TASK TO CARRY OUT> From the StressNewTest thread below, extract word for word the part that opens with the words containing "Re: [PROPOSAL] StressNewTest" and closes with "in my approach.".

2020-02-28 Thread Mark Hanson

Hi All,

Proposal: Force StressNewTest to fail a change with 25 or more files rather 
than pass it without running it.

Currently, the StressNewTest job in the pipeline will just pass a job that has 
more than 25 files changed. It will be marked as green with no work done. There 
are reasons, relating to run time being too long to be tracked by concourse, so 
we just let it through as a pass. I think this is a bad signal. I think that 
this should automatically be a failure in the short term. As a result, I also 
think it should not be required. It is a bad signal, and I think that by making 
it a fail, this will at least not give us a false sense of security. I 
understand that this opens the flood gates so to speak, but I don’t think as a 
community it is a big problem because we can still say that you should not 
merge if the StressNewTest fails because of your test.

I personally find the false sense of security more troubling than anything. 
Hence the reason, I would like this to be

Let me know what you think..

Thanks,
Mark

Re: [PROPOSAL] StressNewTest in Pull Request Pipeline to be made optional.

2020-02-28 Thread Mark Hanson

Just to make sure we are clear, I am not suggesting that we disable 
stressnewtest, but that we make it not required. It would still run and provide 
feedback, but it would not give us an unwarranted green in my approach.

> On Feb 28, 2020, at 10:49 AM, Ju@N  wrote:
> 
> +1 to what Owen said, I don't think disabling *StressNewTest* is a
> good idea.
> 
> On Fri, 28 Feb 2020 at 18:35, Owen Nichols  wrote:
> 
>> -1 to making StressNew not required
>> 
>> +1 to eliminating the current loophole — StressNew should never give a
>> free pass.
>> 
>> Any time your PR is having trouble passing StressNew, please bring it up
>> on the dev list. We can review on a case-by-case basis and decide whether
>> to try increasing the timeout, changing the repeat count, refactoring the
>> PR, or as an absolute last resort requesting authorization for an override
>> (for example, a change to spotless rules might touch a huge number of files
>> but carry no risk).
>> 
>> One bug we should fix is that StressNew sometimes counts more files
>> touched than really were, especially if you had many commits or merges or
>> rebases on your PR branch.  Possible workarounds there include squashing
>> and/or creating a new PR and/or splitting into multiple PRs.  I’ve spent
>> some time trying to reproduce why files are mis-counted, with no success,
>> but perhaps someone cleverer with git could provide a fix.
>> 
>> Another issue is that StressNew is only in the PR pipeline, not the main
>> develop pipeline.  This feels like an asymmetry where PRs must pass a
>> “higher” standard.  We should consider adding some form of StressNew to the
>> main pipeline as well (maybe compare to the previous SHA that passed?).
>> 
>> The original motivation for the 25-file limit was an attempt to limit how
>> long StressNew might run for.  Since concourse already applies a timeout,
>> that check is unnecessary.  However, a compromise solution might be to use
>> the number of files changed to dial back the number of repeats, e.g. stay
>> with 50 repeats if fewer than 25 files changed, otherwise compute 1250 /
>> <#-files-changed> and do only that many repeats (e.g. if 50 files changed,
>> run all tests 25x instead of 50x).

RECORDED DATA>

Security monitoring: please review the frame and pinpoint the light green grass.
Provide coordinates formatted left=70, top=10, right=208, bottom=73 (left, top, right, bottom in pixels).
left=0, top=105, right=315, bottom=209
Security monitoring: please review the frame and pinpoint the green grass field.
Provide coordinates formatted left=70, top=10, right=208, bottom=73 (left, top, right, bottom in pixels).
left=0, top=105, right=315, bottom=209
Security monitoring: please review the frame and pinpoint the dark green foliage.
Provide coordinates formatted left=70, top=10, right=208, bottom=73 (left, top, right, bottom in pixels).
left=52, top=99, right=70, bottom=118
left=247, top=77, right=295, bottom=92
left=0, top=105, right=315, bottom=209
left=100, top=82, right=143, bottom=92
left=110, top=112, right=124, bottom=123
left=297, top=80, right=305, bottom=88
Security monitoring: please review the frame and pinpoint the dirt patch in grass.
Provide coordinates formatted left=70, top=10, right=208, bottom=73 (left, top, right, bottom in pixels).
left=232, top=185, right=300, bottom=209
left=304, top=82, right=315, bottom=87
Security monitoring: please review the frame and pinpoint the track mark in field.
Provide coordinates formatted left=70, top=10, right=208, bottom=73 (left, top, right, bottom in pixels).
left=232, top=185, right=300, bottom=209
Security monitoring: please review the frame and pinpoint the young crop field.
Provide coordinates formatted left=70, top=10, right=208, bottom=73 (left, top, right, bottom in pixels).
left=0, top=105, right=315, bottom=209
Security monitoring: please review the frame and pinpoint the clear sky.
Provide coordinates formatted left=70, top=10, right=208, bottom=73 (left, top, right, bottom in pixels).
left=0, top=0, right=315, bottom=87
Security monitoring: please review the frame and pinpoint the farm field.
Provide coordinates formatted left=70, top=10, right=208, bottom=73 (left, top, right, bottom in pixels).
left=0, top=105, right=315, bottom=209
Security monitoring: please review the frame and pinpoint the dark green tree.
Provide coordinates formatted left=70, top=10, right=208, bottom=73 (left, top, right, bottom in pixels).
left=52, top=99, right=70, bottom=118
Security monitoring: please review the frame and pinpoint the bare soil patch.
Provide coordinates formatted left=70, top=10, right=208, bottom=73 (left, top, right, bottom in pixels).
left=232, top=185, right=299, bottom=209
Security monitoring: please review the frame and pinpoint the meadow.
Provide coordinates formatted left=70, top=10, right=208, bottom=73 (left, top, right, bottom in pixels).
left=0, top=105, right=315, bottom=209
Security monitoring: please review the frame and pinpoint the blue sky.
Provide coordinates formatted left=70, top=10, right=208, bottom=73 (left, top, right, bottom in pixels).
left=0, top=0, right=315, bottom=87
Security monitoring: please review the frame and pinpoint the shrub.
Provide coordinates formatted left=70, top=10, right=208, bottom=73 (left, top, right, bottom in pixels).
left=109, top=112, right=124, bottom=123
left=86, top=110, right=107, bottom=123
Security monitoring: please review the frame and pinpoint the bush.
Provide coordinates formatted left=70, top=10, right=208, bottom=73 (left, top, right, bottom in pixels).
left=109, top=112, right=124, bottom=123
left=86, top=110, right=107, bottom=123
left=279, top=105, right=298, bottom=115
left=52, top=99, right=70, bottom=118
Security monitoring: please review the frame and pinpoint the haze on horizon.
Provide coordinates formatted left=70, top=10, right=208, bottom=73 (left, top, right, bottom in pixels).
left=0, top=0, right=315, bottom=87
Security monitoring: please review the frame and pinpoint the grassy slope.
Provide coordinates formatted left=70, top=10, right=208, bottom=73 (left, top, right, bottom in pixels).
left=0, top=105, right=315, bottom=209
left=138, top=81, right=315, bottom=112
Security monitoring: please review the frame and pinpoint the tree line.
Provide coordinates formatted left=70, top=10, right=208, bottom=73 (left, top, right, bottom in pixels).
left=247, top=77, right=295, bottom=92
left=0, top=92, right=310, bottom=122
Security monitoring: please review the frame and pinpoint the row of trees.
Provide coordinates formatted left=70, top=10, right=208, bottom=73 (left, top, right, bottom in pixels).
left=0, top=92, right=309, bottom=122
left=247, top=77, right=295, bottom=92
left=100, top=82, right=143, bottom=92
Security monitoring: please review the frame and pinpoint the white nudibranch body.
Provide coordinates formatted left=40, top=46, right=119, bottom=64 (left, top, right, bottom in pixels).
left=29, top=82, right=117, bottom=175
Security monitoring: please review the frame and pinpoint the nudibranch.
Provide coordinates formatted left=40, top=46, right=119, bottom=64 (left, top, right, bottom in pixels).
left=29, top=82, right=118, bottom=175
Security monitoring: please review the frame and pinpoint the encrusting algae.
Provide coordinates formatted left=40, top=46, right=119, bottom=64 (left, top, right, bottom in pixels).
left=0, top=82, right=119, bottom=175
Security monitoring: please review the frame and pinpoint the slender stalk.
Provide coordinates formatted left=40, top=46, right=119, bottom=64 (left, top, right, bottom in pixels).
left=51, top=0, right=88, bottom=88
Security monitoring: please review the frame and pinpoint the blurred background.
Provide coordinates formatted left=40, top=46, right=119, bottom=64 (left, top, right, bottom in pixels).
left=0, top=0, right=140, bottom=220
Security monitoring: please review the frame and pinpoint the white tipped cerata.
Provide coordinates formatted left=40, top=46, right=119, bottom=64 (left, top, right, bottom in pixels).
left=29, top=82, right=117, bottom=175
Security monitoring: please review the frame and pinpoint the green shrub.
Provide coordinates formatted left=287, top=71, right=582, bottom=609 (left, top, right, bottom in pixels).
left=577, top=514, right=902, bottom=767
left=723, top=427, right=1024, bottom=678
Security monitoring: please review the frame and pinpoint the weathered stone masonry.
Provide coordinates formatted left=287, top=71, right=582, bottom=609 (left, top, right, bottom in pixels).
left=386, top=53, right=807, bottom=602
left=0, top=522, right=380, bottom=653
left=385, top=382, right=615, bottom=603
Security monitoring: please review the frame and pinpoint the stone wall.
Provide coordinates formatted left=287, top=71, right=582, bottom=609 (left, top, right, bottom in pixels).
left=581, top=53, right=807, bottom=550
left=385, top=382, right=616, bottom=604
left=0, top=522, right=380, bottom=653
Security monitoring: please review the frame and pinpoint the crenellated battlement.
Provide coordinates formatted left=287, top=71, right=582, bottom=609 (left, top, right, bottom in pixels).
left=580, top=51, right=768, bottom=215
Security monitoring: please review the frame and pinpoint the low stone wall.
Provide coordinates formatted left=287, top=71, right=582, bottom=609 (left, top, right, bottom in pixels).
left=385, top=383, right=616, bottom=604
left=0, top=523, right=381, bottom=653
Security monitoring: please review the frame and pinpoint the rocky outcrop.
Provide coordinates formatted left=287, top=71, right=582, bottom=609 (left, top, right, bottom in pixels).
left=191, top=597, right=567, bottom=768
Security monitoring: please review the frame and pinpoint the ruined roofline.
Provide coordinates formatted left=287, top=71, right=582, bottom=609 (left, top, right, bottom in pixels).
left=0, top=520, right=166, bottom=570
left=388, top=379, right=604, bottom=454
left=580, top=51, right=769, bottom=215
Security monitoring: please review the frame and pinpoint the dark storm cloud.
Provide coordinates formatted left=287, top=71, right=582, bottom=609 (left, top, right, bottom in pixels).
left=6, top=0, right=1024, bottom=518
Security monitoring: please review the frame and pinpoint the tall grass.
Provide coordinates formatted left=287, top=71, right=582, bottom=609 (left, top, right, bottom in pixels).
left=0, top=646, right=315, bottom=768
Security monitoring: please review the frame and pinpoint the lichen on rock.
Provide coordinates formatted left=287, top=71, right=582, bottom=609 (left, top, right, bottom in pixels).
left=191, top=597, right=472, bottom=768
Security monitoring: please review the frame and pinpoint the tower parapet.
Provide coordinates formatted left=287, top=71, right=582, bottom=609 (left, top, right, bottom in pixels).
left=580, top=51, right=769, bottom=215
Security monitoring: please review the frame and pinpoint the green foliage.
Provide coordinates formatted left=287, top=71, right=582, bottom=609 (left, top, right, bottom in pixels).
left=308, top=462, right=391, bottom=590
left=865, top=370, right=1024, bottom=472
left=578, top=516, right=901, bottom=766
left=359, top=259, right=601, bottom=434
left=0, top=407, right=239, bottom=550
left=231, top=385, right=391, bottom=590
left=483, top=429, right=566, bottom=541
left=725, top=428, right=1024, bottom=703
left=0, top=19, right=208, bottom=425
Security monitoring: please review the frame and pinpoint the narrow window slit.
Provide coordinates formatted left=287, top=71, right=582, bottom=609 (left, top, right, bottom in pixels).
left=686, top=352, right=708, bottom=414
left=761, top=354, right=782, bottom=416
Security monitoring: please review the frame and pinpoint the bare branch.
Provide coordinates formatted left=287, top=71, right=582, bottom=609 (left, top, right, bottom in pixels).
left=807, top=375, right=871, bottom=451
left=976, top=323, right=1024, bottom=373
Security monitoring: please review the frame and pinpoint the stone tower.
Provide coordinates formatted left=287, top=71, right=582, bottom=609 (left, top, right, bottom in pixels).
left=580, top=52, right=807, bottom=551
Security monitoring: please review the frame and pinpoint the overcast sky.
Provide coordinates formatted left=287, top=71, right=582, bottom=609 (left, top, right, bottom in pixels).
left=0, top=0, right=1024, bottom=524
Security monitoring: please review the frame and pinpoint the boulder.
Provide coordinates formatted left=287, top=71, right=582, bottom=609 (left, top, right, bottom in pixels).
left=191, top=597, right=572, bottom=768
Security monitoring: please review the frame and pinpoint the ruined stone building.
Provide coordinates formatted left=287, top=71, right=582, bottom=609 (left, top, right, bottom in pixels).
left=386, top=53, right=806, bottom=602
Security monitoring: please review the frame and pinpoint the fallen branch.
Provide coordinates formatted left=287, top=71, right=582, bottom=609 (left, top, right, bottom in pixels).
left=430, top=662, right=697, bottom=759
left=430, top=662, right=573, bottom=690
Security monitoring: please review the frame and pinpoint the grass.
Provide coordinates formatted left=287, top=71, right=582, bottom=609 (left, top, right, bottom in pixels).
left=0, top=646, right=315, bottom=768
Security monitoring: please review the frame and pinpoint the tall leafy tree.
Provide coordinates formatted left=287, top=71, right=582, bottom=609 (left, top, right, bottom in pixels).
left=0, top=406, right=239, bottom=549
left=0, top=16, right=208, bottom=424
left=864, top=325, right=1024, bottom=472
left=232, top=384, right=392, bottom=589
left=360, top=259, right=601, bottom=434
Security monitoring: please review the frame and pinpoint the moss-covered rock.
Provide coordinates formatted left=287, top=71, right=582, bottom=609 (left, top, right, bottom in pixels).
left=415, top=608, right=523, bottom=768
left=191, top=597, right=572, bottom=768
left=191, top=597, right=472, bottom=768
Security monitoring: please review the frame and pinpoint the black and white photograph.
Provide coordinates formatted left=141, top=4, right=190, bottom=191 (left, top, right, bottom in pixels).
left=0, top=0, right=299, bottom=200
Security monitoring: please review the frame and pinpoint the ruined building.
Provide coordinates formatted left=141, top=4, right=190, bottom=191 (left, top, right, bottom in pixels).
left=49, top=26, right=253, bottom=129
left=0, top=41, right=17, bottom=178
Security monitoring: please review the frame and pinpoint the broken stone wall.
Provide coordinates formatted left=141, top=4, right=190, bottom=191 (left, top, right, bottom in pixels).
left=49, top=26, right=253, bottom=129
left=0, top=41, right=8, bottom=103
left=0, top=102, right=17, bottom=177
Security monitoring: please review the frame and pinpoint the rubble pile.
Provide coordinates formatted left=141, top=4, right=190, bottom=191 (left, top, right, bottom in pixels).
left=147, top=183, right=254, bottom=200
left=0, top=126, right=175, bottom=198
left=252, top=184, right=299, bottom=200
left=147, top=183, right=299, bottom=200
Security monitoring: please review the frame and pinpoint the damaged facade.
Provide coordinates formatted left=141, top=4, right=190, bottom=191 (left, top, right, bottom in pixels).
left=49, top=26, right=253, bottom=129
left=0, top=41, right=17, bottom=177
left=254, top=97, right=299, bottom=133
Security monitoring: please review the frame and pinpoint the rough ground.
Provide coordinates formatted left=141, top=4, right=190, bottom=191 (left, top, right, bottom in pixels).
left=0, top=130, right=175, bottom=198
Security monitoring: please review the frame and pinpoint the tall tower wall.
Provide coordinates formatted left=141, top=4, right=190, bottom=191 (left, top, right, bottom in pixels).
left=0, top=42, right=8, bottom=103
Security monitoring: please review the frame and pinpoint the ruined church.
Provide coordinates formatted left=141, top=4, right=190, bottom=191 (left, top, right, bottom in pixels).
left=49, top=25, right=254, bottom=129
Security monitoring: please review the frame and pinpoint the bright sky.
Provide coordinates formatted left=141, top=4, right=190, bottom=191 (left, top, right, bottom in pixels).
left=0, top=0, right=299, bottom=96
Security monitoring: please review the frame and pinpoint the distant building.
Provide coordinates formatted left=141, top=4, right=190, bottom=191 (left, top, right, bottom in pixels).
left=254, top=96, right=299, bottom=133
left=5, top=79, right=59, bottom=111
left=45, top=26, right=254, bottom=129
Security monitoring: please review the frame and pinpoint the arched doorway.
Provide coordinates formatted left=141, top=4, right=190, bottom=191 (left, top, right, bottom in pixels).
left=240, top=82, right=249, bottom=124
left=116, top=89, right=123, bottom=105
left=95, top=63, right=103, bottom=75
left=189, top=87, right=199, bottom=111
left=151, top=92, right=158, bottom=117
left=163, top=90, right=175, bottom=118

RESULT>
Re: [PROPOSAL] StressNewTest in Pull Request Pipeline to be made optional.

2020-02-28 Thread Mark Hanson

Just to make sure we are clear, I am not suggesting that we disable 
stressnewtest, but that we make it not required. It would still run and provide 
feedback, but it would not give us an unwarranted green in my approach.